Find every line in the data below that contains the string "building", matching case, and copy each one out in full.

* **Stored data**:

(begin)

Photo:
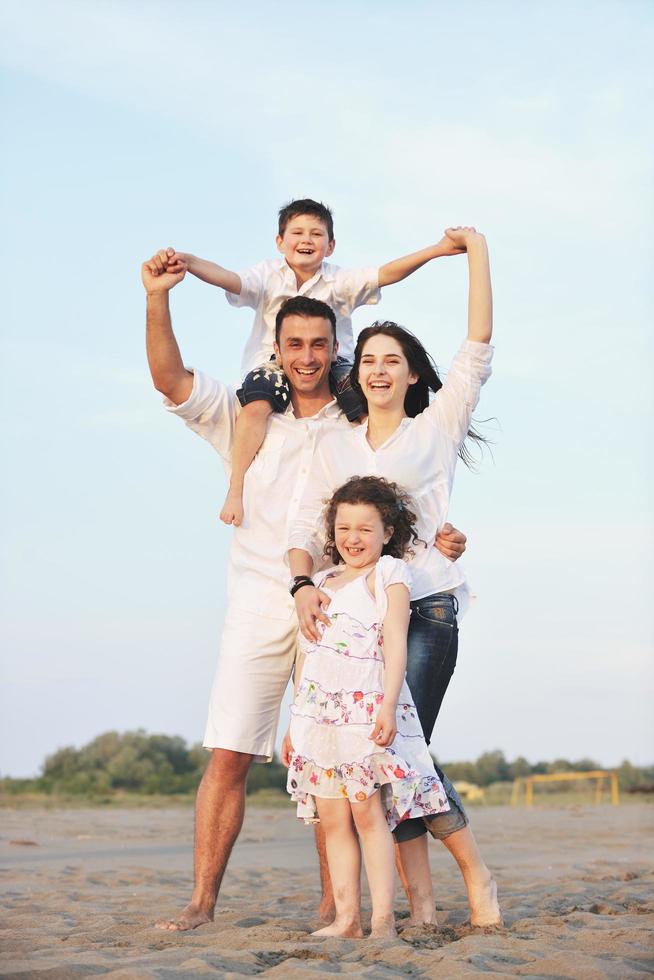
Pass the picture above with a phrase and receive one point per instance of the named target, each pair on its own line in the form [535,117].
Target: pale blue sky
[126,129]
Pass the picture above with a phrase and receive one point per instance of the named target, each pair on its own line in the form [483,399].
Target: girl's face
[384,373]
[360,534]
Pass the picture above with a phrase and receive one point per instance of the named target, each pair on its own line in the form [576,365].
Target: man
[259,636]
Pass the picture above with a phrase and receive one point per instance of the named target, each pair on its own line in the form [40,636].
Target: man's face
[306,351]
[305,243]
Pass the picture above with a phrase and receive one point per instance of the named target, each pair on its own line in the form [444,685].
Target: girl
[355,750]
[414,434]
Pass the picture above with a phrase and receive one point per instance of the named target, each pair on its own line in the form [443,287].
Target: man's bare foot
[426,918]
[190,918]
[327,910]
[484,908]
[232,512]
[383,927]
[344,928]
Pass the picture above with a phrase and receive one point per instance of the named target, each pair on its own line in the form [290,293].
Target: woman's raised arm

(end)
(begin)

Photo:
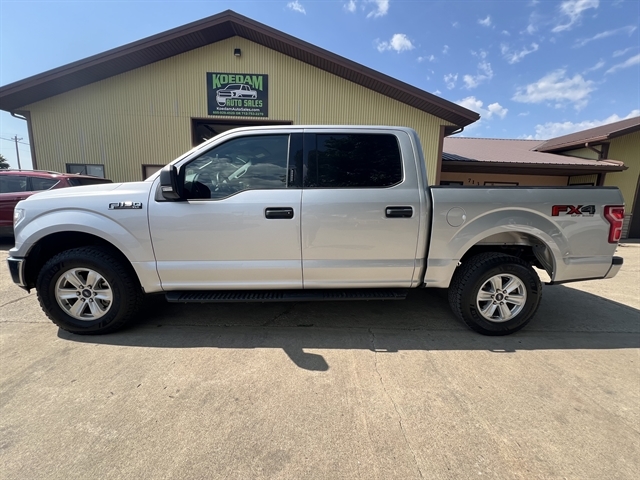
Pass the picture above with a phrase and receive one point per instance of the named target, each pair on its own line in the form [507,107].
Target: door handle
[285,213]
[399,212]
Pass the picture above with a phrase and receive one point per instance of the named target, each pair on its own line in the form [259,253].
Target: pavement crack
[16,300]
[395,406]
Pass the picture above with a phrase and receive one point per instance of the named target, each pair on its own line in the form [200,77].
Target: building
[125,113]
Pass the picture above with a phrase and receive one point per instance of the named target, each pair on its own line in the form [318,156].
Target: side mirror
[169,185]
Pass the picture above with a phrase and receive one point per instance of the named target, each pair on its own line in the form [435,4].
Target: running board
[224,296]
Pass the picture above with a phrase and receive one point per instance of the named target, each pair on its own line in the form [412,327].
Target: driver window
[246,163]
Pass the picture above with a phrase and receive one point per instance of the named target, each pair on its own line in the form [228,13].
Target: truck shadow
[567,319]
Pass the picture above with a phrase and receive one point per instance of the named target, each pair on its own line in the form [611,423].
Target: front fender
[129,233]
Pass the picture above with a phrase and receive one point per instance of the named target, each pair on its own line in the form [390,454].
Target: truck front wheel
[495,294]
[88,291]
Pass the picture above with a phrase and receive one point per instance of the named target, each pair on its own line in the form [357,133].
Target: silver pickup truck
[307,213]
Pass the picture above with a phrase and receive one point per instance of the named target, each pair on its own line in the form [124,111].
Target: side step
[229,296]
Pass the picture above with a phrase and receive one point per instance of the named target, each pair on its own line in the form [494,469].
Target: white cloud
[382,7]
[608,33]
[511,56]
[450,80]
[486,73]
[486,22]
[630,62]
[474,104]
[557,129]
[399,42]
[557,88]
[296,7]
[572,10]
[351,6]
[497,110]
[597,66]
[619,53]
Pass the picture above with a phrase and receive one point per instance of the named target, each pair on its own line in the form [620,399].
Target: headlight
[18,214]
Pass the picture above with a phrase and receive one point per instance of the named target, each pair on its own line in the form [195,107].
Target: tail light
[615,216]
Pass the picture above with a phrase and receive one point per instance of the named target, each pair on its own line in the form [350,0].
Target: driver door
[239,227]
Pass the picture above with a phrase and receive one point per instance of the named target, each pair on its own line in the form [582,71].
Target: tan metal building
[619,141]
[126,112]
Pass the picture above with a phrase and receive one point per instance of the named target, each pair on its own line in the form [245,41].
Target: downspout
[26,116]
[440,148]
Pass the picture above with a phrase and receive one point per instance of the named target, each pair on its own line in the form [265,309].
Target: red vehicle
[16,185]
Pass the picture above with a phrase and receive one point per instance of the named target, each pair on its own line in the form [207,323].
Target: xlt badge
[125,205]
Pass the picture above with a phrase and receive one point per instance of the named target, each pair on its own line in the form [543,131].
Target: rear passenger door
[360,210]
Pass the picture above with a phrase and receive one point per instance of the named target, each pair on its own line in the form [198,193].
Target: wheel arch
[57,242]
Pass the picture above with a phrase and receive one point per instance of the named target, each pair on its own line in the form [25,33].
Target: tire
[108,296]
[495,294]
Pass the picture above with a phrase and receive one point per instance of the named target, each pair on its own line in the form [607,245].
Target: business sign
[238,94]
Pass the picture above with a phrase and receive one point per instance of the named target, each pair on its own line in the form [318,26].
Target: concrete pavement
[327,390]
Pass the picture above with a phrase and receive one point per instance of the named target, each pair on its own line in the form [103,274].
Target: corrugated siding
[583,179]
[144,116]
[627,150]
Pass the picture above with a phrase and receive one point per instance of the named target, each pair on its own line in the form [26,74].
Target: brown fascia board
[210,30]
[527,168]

(end)

* **Answer for the task**:
Target: building
Target: tan metal building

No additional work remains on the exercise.